CHALLENGE 1:
Copy out the entries about the car windshield and the grass verge line for line, with nothing changed.
Start TEXT EXCERPT
Saturday, May 27, 2006

Pranks: The trifecta

Revenge. Sweet sweet revenge. I truly hold the concept of revenge being best served ice cold close to my heart. I don't need to see the results of a well timed revenge scheme to sleep a little better at night. This is the trifecta of pranks, the relationship enders. The pranks that you should only pull if you have a self defense plan ready.

Powdered milk

This prank is terrible. I'll be the first to admit it. This was told to me with the explicit instructions to forget who told it to me, so if I ever got caught and beaten severely for it, no shit would trickle down to the source. And I tell you all the same thing. You have to have some level of access to the persons house if you are going to pull this prank. Take some powdered milk into the target's bedroom, and pull off the comforter, and the top sheet.
End TEXT EXCERPT
Start INFORMATION SHOWN
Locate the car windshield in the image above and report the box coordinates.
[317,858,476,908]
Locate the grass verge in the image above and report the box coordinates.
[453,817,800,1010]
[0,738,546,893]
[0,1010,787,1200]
End INFORMATION SHOWN
CHALLENGE 2:
Using the post about revenge pranks, decide whether each statement agrees with it. Answer yes or no and quote the words that settle it. (a) The post is dated Saturday, May 27, 2006. (b) The powdered milk prank requires some access to the target's house. (c) The writer needs to see the results of a revenge scheme to sleep better.

REPLY 1:
Locate the car windshield in the image above and report the box coordinates.
[317,858,476,908]
Locate the grass verge in the image above and report the box coordinates.
[453,817,800,1010]
[0,738,546,893]
[0,1010,787,1200]

REPLY 2:
(a) Yes: "Saturday, May 27, 2006"
(b) Yes: "You have to have some level of access to the persons house if you are going to pull this prank."
(c) No: "I don't need to see the results of a well timed revenge scheme to sleep a little better at night."